Task description ▸ Every line from the one containing "the ice formation." to the final line of the material below must be reproduced exactly; leave out all other lines.

+ + +

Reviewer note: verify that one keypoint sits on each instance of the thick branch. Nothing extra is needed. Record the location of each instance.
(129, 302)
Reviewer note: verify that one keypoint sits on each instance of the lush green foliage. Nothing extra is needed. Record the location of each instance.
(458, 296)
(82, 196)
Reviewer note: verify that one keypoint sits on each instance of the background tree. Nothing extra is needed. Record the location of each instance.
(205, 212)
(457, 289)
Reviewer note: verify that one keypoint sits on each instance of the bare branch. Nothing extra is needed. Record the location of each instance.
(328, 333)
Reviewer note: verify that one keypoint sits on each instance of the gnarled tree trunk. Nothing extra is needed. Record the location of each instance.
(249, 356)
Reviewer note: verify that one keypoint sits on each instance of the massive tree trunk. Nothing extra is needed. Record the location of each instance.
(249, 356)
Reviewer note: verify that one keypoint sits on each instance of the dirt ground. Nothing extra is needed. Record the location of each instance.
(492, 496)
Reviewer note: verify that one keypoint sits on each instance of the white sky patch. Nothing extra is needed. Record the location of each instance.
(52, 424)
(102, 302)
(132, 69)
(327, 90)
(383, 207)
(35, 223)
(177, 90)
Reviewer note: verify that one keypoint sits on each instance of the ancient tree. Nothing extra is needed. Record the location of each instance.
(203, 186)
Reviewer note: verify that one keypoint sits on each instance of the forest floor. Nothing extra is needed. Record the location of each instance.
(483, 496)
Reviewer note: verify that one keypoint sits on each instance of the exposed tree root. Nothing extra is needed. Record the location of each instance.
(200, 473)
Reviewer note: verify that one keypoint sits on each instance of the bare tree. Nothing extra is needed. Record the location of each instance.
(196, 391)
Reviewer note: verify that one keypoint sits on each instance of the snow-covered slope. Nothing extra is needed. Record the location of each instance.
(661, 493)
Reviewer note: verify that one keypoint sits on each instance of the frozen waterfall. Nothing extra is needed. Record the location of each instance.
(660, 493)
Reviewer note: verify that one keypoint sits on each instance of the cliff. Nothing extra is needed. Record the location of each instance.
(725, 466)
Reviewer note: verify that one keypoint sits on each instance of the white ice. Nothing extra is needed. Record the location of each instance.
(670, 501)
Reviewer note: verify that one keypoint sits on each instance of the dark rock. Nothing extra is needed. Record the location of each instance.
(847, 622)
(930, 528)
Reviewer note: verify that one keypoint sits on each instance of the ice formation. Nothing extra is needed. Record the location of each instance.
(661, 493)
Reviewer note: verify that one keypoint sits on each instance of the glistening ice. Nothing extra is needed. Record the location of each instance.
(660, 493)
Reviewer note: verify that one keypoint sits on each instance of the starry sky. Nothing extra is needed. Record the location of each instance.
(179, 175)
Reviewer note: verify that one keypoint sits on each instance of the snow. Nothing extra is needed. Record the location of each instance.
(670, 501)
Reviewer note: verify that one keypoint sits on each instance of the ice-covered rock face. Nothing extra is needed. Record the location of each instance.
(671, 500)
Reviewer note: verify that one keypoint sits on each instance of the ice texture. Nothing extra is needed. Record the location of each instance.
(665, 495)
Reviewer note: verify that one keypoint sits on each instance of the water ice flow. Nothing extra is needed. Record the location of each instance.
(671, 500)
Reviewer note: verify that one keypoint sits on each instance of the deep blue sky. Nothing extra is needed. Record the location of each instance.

+ + +

Reply ▸
Reviewer note: verify that one keypoint sits on each instance of the ice formation. Nothing extra is needed. Record the location of each instance.
(661, 493)
Reviewer note: verify that one keypoint sits on each instance of the glistening ice. Nothing extra is needed. Record the location of each instance.
(660, 493)
Reviewer note: verify that one keypoint sits on each instance of the starry sky. Nothing extra is needed. Record the location of each instance.
(179, 175)
Reviewer note: verify that one keypoint sits on each instance of the snow. Nothing extra is needed. Record the location of each instance.
(670, 501)
Reviewer note: verify that one keypoint sits on each instance of the ice-covered rock face. Nothing extra is needed. Record the location of each instance.
(671, 500)
Reviewer note: verify that one keypoint sits on each instance of the ice texture. Nothing extra is needed. Record the location of each instance.
(665, 495)
Reviewer note: verify that one keypoint sits on each instance of the water ice flow. Nothing extra is needed. Record the location of each instance.
(671, 500)
Reviewer note: verify that one keypoint sits on each instance of the deep blue sky. Nothing extra is needed. Record the location of each instance.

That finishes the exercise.